__Extract__.
________________

5.10 Other Benefits. Awards under this Plan are special incentives and shall not be taken into account in computing the amount of salary or compensation for purposes of determining any bonus, incentive, pension, retirement, death, or other benefit under any employee benefit plan of any Company Entity, unless such plan or agreement expressly provides otherwise.
5.11 No Right to an Award or Grant; Unfunded Plan. Neither the adoption of this Plan nor any action of the Board or the Committee shall be deemed to give any Person any right to receive an Award under this Plan, except as may be evidenced by an Award notice duly executed on behalf of the Company, and then only to the extent of and on the terms and conditions expressly set forth in the Award notice. To the extent that any Person acquires a right to receive payments under this Plan, such right shall be no greater than the right of an unsecured general creditor. All payments to be made hereunder shall be paid from general assets. This Plan is not intended to be subject to the Employee Retirement Income Security Act of 1974, as amended.
5.12 Section 409A and 457A of the Code. This Plan is intended to be exempt from Sections 409A and 457A of the Code and shall be so construed. Should any provision of this Plan be found not to be exempt from Section 409A or 457A of the Code, to the extent possible such provision shall be modified and given effect (retroactively if necessary), in the sole discretion of the Committee, and without the consent of the Participant, in such manner as the Committee determines to be necessary or appropriate to be exempt from or to comply with Section 409A or 457A of the Code. Each payment shall be treated as a separate payment for purposes of Section 409A and 457A of the Code. In no event may a Participant, directly or indirectly, determine the taxable year in which a payment with respect to an Award shall be paid. The Company does not guarantee any particular tax treatment of the Awards granted under this Plan and in no event whatsoever shall any Company Entity be liable for any additional tax, interest, or penalty that may be imposed by Section 409A or 457A of the Code.

________________

__Extracted records__.

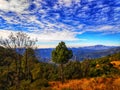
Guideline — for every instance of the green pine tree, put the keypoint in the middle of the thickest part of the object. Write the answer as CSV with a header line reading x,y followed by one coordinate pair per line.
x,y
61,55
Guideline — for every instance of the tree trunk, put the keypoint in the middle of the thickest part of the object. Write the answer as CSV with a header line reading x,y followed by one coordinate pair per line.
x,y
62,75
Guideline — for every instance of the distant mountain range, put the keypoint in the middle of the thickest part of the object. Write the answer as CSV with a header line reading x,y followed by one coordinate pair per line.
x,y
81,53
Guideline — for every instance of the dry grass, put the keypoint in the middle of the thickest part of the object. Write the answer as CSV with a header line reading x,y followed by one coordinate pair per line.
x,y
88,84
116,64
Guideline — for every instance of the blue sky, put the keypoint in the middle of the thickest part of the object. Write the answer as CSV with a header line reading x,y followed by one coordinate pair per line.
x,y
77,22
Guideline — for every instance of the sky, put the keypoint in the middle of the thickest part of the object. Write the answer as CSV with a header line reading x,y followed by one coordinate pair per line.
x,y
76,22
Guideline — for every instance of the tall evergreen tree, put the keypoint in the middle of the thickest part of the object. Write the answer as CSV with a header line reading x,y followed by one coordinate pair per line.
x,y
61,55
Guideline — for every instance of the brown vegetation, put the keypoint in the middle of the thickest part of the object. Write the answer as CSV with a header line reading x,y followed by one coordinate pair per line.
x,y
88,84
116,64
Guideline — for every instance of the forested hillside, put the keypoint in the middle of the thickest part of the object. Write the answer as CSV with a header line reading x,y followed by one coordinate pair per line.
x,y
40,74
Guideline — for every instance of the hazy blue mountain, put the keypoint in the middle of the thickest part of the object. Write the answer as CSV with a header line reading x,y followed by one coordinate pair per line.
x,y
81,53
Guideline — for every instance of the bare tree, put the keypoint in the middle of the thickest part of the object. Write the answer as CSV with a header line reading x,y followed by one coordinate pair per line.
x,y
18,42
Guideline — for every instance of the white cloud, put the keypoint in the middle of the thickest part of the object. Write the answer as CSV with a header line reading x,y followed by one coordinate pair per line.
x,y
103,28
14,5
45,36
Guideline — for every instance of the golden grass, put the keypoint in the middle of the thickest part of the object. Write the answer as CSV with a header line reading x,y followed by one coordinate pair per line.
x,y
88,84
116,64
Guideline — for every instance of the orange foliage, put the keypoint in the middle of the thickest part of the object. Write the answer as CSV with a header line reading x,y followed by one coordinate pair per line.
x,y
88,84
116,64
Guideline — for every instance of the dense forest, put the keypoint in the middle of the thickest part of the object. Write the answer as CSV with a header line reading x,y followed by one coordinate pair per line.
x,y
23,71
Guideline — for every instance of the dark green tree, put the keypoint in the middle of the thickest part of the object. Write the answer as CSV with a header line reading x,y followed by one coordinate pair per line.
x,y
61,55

________________

__List of tasks__.
1. Translate the following sentence from the plan extract into French: "All payments to be made hereunder shall be paid from general assets."
2. Transcribe the plan extract word for word, starting at "5.10 Other Benefits." and ending at "expressly provides otherwise.".

__Solutions in order__.
1. Tous les paiements à effectuer en vertu des présentes seront prélevés sur les actifs généraux.

2.
5.10 Other Benefits. Awards under this Plan are special incentives and shall not be taken into account in computing the amount of salary or compensation for purposes of determining any bonus, incentive, pension, retirement, death, or other benefit under any employee benefit plan of any Company Entity, unless such plan or agreement expressly provides otherwise.